What is asked: Will you reproduce the records word for word, from their first line through the line containing "column 216, row 93", with both of those lines included? Leave the pictures out of your copy.

--- START Listed records ---

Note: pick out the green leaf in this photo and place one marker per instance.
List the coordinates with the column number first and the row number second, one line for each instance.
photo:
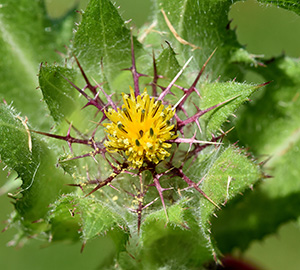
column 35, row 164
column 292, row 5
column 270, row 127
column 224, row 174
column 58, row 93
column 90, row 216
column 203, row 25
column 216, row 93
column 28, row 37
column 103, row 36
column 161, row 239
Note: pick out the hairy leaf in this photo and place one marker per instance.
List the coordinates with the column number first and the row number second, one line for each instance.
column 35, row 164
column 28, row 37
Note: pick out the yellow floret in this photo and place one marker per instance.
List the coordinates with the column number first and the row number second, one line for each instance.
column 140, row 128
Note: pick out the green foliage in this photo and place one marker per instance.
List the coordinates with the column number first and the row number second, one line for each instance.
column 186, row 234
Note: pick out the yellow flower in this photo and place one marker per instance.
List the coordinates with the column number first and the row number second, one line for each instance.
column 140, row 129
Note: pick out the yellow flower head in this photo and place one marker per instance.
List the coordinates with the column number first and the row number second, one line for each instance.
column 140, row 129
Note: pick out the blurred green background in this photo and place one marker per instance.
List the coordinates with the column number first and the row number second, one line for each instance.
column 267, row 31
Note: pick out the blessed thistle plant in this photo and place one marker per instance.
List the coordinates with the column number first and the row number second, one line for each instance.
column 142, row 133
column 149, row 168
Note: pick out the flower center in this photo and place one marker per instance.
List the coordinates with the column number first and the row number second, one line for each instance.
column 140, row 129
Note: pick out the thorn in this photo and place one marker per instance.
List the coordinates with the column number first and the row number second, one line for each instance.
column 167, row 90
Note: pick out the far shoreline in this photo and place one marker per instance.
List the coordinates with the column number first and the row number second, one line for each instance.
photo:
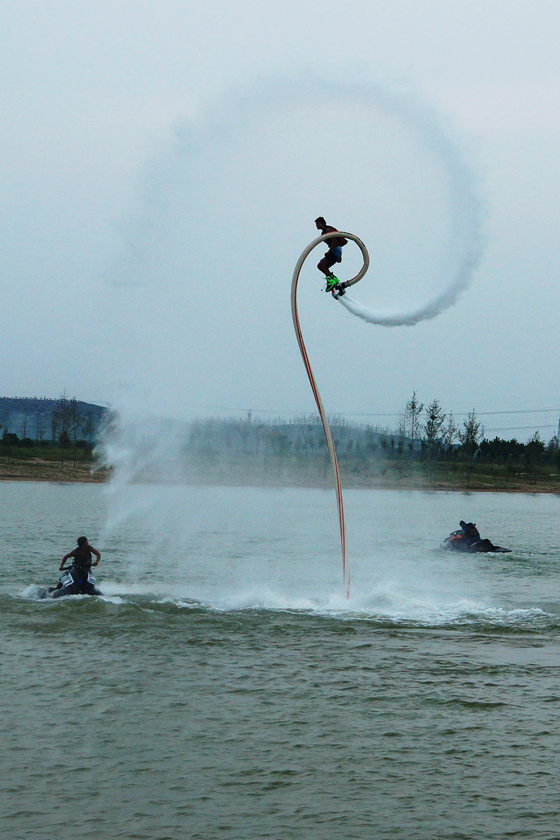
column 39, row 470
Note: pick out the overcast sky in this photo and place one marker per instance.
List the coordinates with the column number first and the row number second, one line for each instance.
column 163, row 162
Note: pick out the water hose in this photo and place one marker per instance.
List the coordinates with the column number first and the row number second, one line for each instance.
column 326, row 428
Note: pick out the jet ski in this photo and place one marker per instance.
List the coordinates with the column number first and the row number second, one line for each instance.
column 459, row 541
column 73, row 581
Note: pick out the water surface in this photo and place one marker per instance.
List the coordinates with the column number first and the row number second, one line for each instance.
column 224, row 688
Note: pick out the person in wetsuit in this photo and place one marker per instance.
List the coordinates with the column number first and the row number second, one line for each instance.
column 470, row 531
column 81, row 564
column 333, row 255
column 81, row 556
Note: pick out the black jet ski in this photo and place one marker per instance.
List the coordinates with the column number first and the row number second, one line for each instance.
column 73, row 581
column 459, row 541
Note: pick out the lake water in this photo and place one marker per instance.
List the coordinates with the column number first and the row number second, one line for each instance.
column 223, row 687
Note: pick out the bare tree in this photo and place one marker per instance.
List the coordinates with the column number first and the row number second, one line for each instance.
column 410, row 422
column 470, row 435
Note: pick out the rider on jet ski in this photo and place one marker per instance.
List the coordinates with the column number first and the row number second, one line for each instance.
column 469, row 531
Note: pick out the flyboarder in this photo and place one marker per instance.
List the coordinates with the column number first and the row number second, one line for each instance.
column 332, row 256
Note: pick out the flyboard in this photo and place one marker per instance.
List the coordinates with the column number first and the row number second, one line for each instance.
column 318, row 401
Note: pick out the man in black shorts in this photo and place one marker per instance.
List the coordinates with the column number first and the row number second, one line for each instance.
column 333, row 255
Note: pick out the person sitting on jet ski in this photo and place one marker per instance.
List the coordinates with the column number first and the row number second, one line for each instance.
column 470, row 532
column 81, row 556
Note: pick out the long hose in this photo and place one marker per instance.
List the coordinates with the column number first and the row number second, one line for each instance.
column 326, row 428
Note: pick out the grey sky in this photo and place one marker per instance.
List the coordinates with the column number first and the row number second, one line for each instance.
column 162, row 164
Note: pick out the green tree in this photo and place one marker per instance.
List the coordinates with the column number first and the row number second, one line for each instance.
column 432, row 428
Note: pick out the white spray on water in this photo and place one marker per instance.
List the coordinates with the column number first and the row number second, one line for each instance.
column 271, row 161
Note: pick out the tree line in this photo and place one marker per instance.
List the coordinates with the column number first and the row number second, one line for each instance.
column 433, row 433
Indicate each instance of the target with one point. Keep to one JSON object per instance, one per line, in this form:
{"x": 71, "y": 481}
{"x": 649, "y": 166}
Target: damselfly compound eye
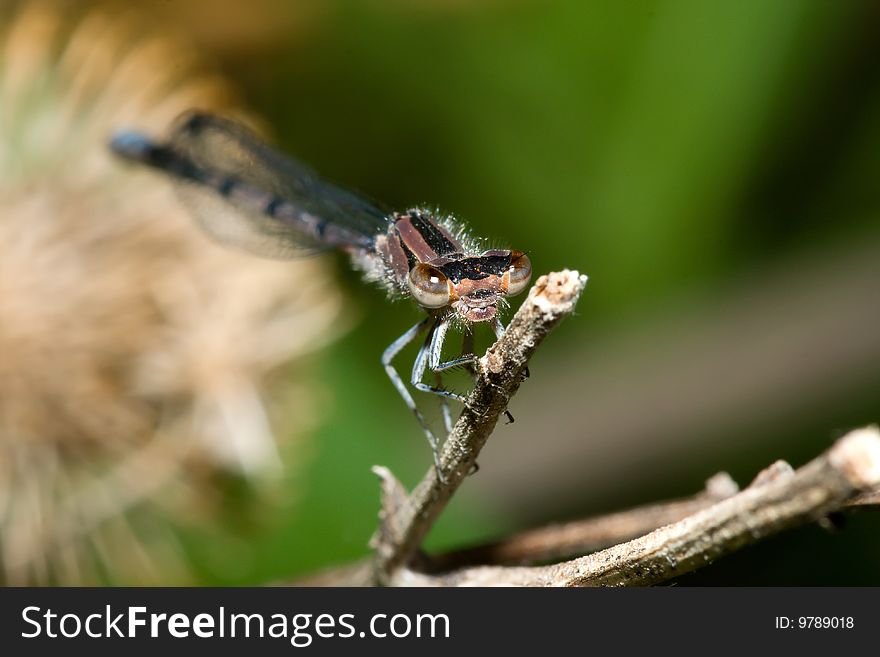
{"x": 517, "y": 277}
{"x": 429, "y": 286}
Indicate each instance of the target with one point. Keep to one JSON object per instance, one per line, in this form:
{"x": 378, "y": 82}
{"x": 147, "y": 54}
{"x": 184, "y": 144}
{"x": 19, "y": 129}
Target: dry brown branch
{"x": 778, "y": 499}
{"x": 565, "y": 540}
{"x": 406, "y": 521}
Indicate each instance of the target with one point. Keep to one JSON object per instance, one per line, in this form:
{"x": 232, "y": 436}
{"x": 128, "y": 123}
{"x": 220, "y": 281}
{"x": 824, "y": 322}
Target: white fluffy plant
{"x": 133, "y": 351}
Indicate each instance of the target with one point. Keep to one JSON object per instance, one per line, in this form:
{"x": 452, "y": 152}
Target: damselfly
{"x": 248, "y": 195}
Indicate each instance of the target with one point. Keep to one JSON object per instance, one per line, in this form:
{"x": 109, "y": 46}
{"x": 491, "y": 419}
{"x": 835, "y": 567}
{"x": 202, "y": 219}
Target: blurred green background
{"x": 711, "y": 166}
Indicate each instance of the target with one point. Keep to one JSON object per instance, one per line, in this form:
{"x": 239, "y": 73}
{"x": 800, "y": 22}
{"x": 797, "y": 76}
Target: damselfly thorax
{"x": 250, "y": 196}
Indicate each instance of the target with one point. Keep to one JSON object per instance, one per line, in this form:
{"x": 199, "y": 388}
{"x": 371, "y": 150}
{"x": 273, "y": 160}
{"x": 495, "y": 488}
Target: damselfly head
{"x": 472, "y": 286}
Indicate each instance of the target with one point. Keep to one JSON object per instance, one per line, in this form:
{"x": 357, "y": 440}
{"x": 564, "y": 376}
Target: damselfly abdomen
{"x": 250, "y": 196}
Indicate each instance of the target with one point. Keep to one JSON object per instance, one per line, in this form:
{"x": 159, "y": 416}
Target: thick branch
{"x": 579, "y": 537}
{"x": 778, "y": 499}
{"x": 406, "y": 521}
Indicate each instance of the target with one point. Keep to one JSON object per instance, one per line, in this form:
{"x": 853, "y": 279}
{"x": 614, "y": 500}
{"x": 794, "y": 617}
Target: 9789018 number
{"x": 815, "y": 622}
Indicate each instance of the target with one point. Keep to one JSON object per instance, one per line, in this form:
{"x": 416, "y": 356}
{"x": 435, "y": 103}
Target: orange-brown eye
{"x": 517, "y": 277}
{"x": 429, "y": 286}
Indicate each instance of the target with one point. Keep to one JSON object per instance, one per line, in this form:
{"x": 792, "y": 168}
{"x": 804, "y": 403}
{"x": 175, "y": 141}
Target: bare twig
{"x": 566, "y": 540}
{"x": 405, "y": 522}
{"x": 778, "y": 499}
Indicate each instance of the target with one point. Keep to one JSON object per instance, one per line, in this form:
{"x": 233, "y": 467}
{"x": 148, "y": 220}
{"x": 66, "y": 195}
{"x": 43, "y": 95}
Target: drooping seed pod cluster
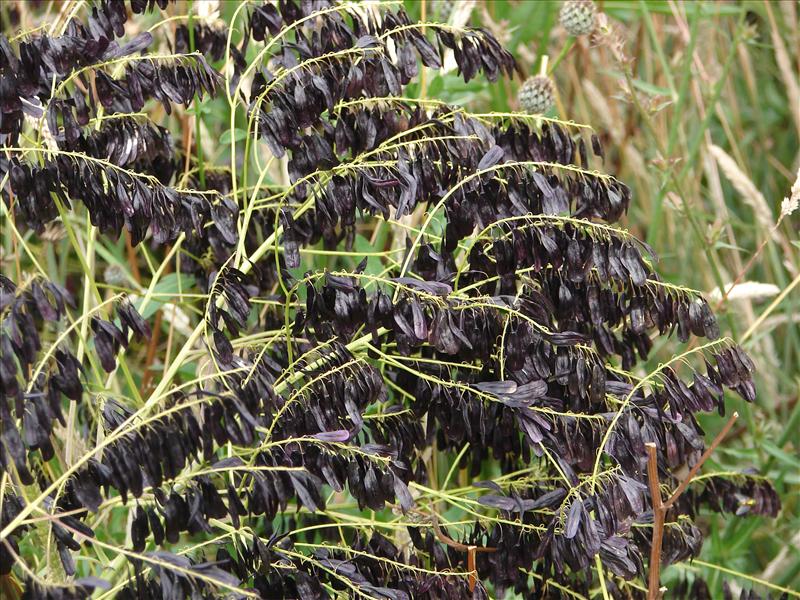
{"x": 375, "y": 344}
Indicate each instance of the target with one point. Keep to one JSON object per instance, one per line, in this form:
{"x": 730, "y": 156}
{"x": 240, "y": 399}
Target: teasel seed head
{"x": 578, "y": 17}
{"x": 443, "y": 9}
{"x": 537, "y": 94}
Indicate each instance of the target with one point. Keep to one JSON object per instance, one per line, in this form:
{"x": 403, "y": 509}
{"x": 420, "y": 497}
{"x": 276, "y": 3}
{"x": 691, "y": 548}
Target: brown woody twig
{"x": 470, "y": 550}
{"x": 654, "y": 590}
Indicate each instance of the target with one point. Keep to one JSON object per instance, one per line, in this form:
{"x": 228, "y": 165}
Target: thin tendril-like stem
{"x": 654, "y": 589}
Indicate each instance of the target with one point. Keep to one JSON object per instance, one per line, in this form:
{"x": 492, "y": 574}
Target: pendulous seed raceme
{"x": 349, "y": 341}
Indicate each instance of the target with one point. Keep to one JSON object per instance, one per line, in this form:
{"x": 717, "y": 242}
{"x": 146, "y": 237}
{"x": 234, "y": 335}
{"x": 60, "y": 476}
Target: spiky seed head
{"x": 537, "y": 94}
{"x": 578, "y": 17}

--- END Listed records ---

Task response:
Note: pick out the green leaf in this photo and place one marker per instance.
List the coordinates with the column number first and the row number second, one line for each instance.
photo:
column 35, row 164
column 292, row 5
column 270, row 127
column 224, row 174
column 58, row 93
column 90, row 216
column 203, row 25
column 216, row 93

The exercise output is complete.